• _Provided data_:
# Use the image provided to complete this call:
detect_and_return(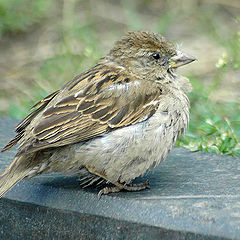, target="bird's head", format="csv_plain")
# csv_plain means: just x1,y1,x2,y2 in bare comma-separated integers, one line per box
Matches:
107,31,196,81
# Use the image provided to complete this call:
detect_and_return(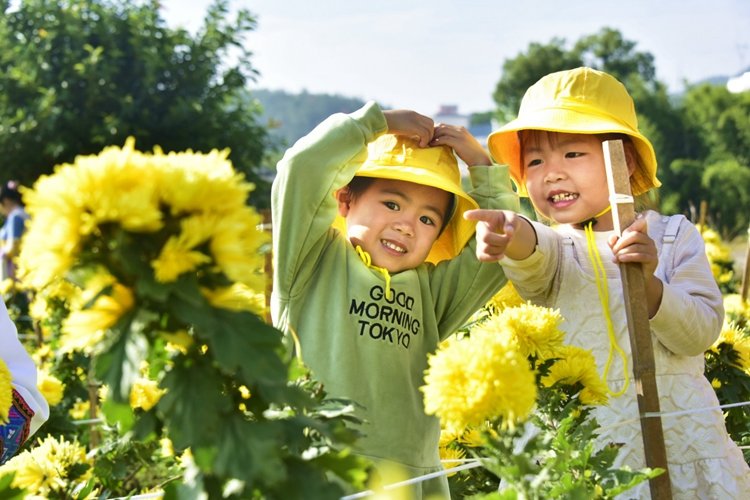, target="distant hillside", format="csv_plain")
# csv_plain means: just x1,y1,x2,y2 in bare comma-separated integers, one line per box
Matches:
251,89,365,147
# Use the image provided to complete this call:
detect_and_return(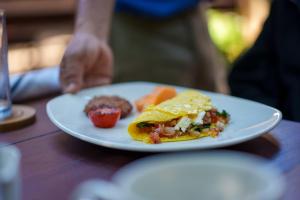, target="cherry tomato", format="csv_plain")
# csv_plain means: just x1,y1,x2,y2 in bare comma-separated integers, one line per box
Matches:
88,108,121,128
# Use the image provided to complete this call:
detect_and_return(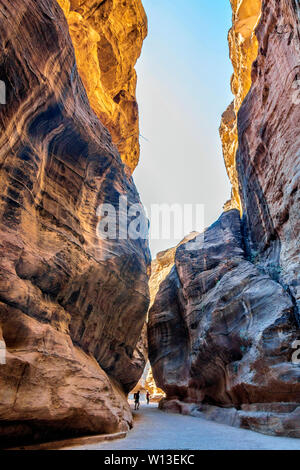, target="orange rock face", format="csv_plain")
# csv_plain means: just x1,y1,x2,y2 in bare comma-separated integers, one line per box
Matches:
220,0,261,210
148,0,300,437
57,0,147,172
0,0,150,445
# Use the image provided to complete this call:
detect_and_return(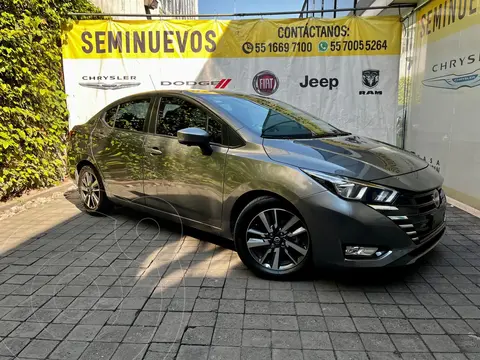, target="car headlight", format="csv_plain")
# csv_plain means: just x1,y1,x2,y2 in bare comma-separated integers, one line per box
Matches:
302,169,398,204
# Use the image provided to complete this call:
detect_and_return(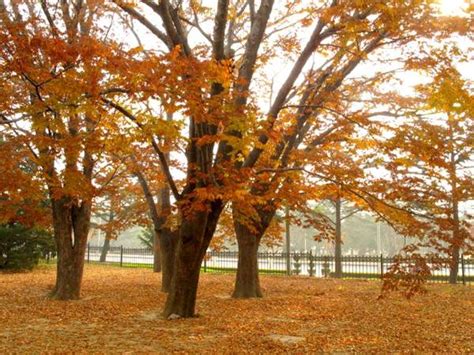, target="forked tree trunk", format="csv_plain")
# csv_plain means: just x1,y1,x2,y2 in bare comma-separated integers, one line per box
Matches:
51,198,90,300
232,223,263,298
163,206,223,318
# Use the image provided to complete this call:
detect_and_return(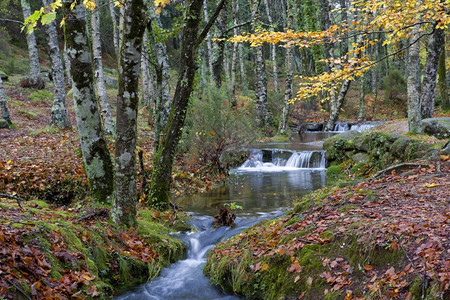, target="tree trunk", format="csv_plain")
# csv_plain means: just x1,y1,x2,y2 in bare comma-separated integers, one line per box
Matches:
420,28,444,119
148,0,225,210
108,0,120,59
63,1,113,202
91,0,115,134
0,77,12,124
111,0,145,227
213,8,228,88
358,75,366,121
250,0,270,133
203,1,213,84
438,36,450,110
230,0,239,107
42,0,71,128
148,12,172,153
407,25,423,133
20,0,44,89
278,0,294,134
264,0,279,93
64,43,72,87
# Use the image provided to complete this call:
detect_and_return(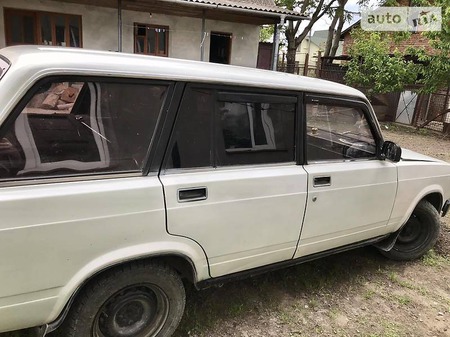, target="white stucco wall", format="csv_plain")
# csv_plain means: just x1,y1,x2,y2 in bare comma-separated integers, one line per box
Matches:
0,0,259,67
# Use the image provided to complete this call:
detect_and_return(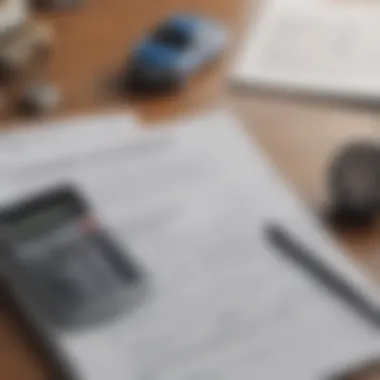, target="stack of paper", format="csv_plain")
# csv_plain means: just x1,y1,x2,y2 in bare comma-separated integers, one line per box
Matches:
0,111,380,380
232,0,380,100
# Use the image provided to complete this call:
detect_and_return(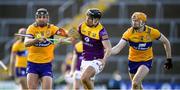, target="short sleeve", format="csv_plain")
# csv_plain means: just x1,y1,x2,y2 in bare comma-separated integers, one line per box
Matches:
11,43,19,52
78,24,82,34
53,27,67,37
99,28,109,41
26,25,35,37
151,29,161,40
122,29,131,41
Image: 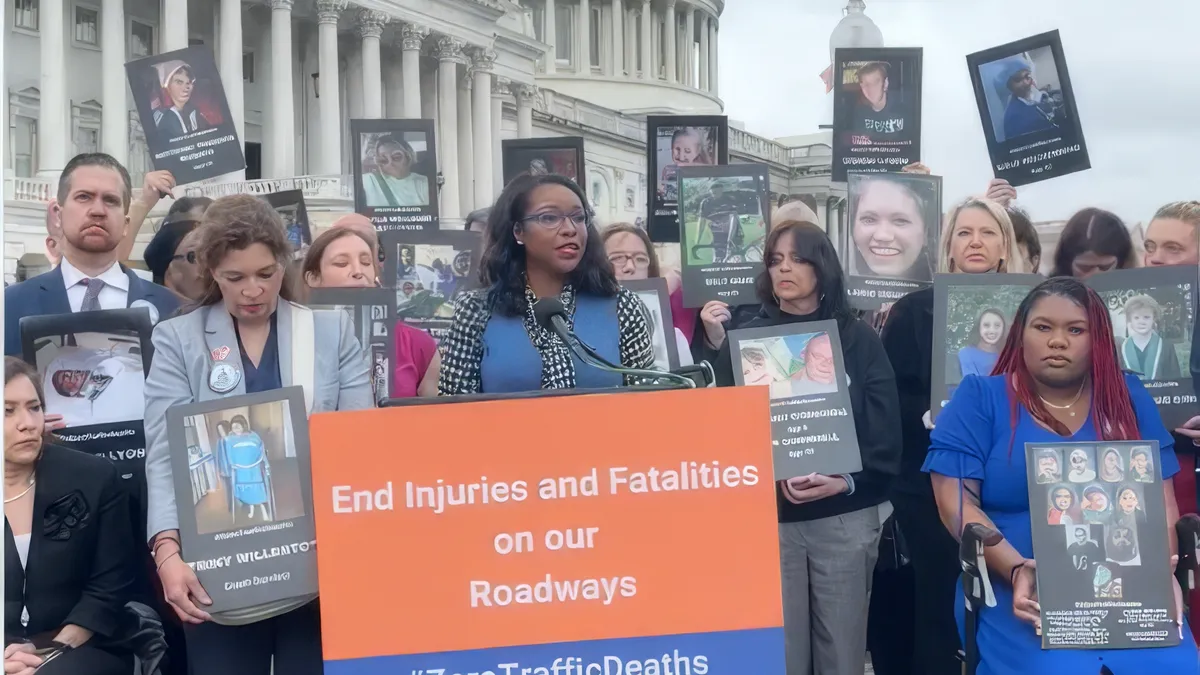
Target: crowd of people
[5,147,1200,675]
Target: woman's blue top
[480,293,623,394]
[924,375,1200,675]
[959,345,1000,377]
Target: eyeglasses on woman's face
[521,211,588,229]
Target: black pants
[892,485,962,675]
[37,643,133,675]
[184,601,325,675]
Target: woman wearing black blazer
[4,357,134,675]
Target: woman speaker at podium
[438,174,654,396]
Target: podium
[310,387,785,675]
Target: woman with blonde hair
[882,197,1026,675]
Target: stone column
[314,0,346,175]
[164,0,187,53]
[642,0,655,79]
[608,0,625,77]
[492,77,509,195]
[455,73,475,211]
[512,84,538,138]
[400,24,429,117]
[541,0,558,74]
[662,0,679,82]
[37,0,67,180]
[359,10,388,119]
[469,49,496,209]
[430,36,463,219]
[683,7,697,86]
[100,0,126,165]
[575,0,592,74]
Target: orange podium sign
[310,387,784,675]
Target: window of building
[10,115,37,178]
[130,19,157,60]
[74,5,100,48]
[588,7,604,68]
[12,0,40,32]
[554,5,575,65]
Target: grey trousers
[779,507,882,675]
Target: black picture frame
[262,190,312,261]
[646,115,730,244]
[1085,265,1200,429]
[676,163,770,307]
[967,30,1092,187]
[929,274,1045,422]
[1024,440,1182,650]
[125,44,246,185]
[500,136,588,195]
[726,319,863,480]
[379,229,484,342]
[305,288,396,401]
[350,119,440,237]
[832,47,924,183]
[620,276,679,370]
[839,172,942,311]
[167,387,317,613]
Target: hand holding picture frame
[726,321,863,480]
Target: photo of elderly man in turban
[154,60,214,143]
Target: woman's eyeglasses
[521,211,589,229]
[608,253,650,269]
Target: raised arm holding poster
[125,46,246,185]
[727,321,863,480]
[967,30,1092,187]
[1022,441,1183,649]
[833,48,923,183]
[311,388,784,675]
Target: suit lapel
[36,267,71,315]
[275,298,295,387]
[197,303,246,401]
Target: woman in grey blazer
[145,195,374,675]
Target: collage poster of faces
[167,387,317,611]
[125,46,246,185]
[728,321,863,480]
[350,120,438,230]
[307,288,397,401]
[20,300,154,506]
[646,115,730,243]
[1025,441,1180,649]
[1087,265,1196,429]
[833,48,922,183]
[967,30,1092,186]
[263,190,312,261]
[380,232,481,342]
[841,173,942,311]
[929,274,1042,419]
[677,163,770,307]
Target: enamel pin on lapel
[209,347,241,394]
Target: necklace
[4,476,37,504]
[1038,382,1086,417]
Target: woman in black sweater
[714,221,900,675]
[882,199,1027,675]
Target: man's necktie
[79,279,104,312]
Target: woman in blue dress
[924,277,1200,675]
[222,414,271,520]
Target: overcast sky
[720,0,1200,223]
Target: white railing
[185,175,354,199]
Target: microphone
[533,298,712,389]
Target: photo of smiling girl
[959,307,1008,377]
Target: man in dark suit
[4,153,179,357]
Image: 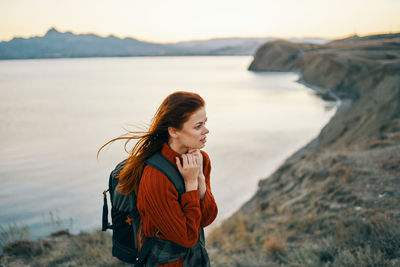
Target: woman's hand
[188,149,207,199]
[188,148,204,176]
[176,154,200,192]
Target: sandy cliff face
[208,35,400,266]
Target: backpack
[102,152,185,266]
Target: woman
[99,92,218,266]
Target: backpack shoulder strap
[146,151,185,198]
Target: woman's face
[174,107,209,152]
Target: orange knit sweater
[137,143,218,267]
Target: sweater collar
[161,143,182,166]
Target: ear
[168,126,178,138]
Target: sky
[0,0,400,43]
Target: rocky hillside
[208,35,400,266]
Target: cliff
[208,35,400,266]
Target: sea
[0,56,338,240]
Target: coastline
[208,36,400,266]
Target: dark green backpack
[102,152,185,266]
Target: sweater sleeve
[200,151,218,227]
[139,166,201,247]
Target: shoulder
[139,164,178,198]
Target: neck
[168,138,188,154]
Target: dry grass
[263,235,286,256]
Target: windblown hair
[97,91,205,195]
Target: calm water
[0,57,336,238]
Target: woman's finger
[175,157,182,173]
[182,154,189,168]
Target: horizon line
[0,26,400,44]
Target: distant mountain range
[0,28,330,59]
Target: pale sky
[0,0,400,43]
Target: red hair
[97,91,205,195]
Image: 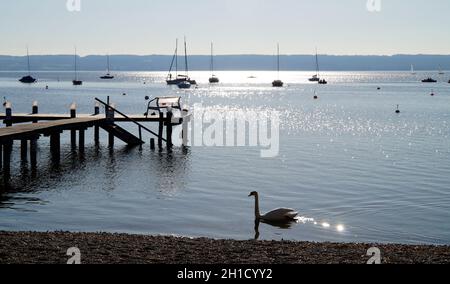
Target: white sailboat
[72,47,83,86]
[272,44,284,88]
[19,46,37,84]
[309,48,320,82]
[100,54,114,80]
[209,42,219,84]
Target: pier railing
[95,98,167,142]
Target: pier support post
[150,138,155,150]
[94,103,100,146]
[70,103,77,151]
[20,139,28,162]
[158,112,164,149]
[106,102,114,149]
[5,102,12,127]
[30,137,37,168]
[50,132,61,163]
[166,108,173,148]
[78,128,86,153]
[3,141,12,179]
[181,109,190,147]
[31,101,39,123]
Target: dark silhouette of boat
[209,42,220,84]
[72,47,83,86]
[100,55,114,80]
[177,81,192,89]
[422,78,437,83]
[272,44,284,88]
[166,38,197,85]
[19,47,37,84]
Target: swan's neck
[255,195,261,219]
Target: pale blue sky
[0,0,450,55]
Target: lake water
[0,71,450,244]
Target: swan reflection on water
[255,218,298,240]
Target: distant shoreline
[0,55,450,71]
[0,232,450,264]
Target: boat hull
[272,80,284,88]
[209,77,220,84]
[19,76,37,84]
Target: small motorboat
[19,75,37,84]
[272,80,284,88]
[422,78,437,83]
[308,75,320,82]
[177,81,192,89]
[209,75,220,84]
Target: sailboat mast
[184,37,189,76]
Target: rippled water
[0,71,450,244]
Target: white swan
[249,191,298,222]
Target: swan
[249,191,298,222]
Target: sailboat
[209,42,219,84]
[72,47,83,86]
[19,47,37,84]
[309,48,320,82]
[166,38,197,86]
[100,54,114,80]
[272,44,284,88]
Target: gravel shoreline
[0,232,450,264]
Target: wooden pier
[0,99,190,179]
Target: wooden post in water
[150,138,155,150]
[50,132,61,163]
[3,141,12,180]
[106,101,114,149]
[30,137,37,168]
[20,139,28,162]
[70,103,77,150]
[158,112,164,149]
[181,106,190,147]
[5,102,12,127]
[166,108,173,148]
[94,102,100,146]
[31,101,39,123]
[0,144,3,170]
[78,128,86,153]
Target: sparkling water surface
[0,71,450,244]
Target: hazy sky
[0,0,450,55]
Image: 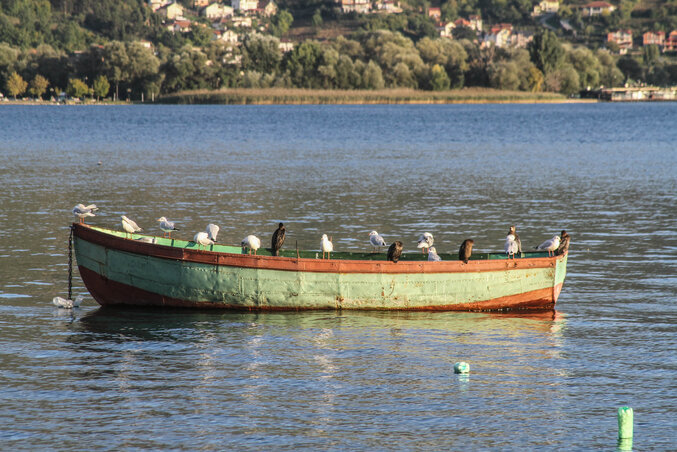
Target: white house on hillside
[200,3,233,19]
[232,0,259,11]
[156,3,183,20]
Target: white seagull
[193,232,214,250]
[206,223,220,242]
[136,236,157,244]
[120,215,143,238]
[52,296,82,309]
[369,231,388,251]
[320,234,334,259]
[156,217,178,239]
[73,204,99,224]
[428,246,442,262]
[241,235,261,254]
[416,232,435,253]
[505,234,519,259]
[536,235,561,256]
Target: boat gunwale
[73,223,565,274]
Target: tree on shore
[28,74,49,99]
[528,30,564,75]
[7,72,28,99]
[66,78,89,98]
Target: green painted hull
[75,226,567,310]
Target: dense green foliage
[0,0,677,99]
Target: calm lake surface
[0,103,677,451]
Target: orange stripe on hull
[78,266,562,311]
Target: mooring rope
[68,225,75,300]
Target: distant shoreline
[0,88,597,105]
[158,88,572,105]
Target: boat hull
[75,225,567,311]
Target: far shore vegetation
[0,0,677,104]
[158,88,569,105]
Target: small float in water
[73,224,567,311]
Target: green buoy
[454,361,470,374]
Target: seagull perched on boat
[156,217,178,239]
[120,215,143,238]
[241,235,261,254]
[458,239,475,264]
[270,223,287,256]
[555,230,571,256]
[73,204,99,224]
[52,296,82,309]
[428,246,442,262]
[369,231,388,252]
[320,234,334,259]
[508,224,522,254]
[536,235,560,256]
[416,232,435,253]
[505,226,522,259]
[136,236,157,244]
[388,240,402,263]
[206,223,220,242]
[193,232,214,250]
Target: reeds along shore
[157,88,569,105]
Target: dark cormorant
[555,230,571,256]
[388,240,402,263]
[270,223,287,256]
[458,239,475,264]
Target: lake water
[0,103,677,451]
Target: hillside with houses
[0,0,677,100]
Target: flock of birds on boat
[73,204,570,264]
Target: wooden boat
[73,224,567,311]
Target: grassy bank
[158,88,569,105]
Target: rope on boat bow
[68,225,75,300]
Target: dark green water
[0,103,677,450]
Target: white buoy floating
[618,406,634,450]
[52,296,82,309]
[454,361,470,374]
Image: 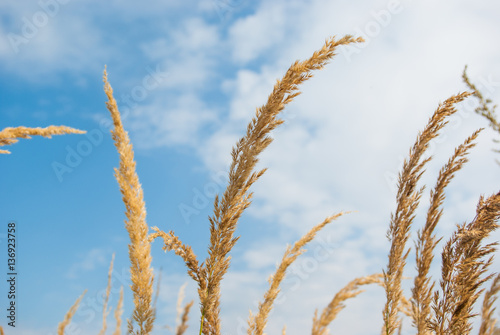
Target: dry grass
[0,126,86,154]
[5,32,500,335]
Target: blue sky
[0,0,500,335]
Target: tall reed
[0,30,500,335]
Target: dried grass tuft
[0,126,86,154]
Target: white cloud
[66,248,109,279]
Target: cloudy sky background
[0,0,500,335]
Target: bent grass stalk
[0,31,500,335]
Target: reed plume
[57,290,87,335]
[149,35,363,335]
[103,69,155,335]
[411,129,482,334]
[479,274,500,335]
[429,193,500,335]
[383,92,470,335]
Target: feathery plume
[383,92,470,335]
[0,126,86,154]
[103,69,155,335]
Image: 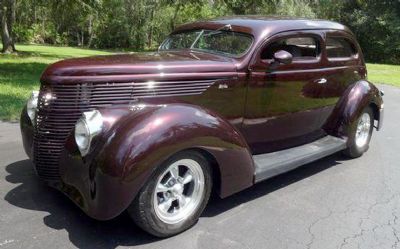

• _What to produce_: Reproduce every line from the one containing "Target: flock of birds on boat" through the last line above, leaving the pictures out of your answer.

• _Answer below_:
Target: flock of birds on boat
[73,204,570,264]
Target: wooden boat
[73,224,567,311]
Target: grassy bank
[158,88,569,105]
Target: rope on boat bow
[68,225,75,300]
Target: dark green water
[0,103,677,450]
Target: white buoy floating
[618,406,634,450]
[52,296,82,309]
[454,361,470,374]
Image: 
Target: dry grass
[0,126,86,154]
[5,32,500,335]
Target: blue sky
[0,0,500,335]
Target: tall reed
[0,30,500,335]
Target: dried grass tuft
[0,126,86,154]
Target: white cloud
[66,248,109,279]
Target: cloudy sky background
[0,0,500,335]
Target: bent grass stalk
[0,31,500,335]
Target: reed plume
[57,290,87,335]
[149,35,363,335]
[103,69,155,335]
[411,129,482,334]
[479,274,500,335]
[429,193,500,335]
[383,92,470,335]
Target: feathery plume
[383,92,470,335]
[0,126,86,154]
[103,69,155,335]
Image: 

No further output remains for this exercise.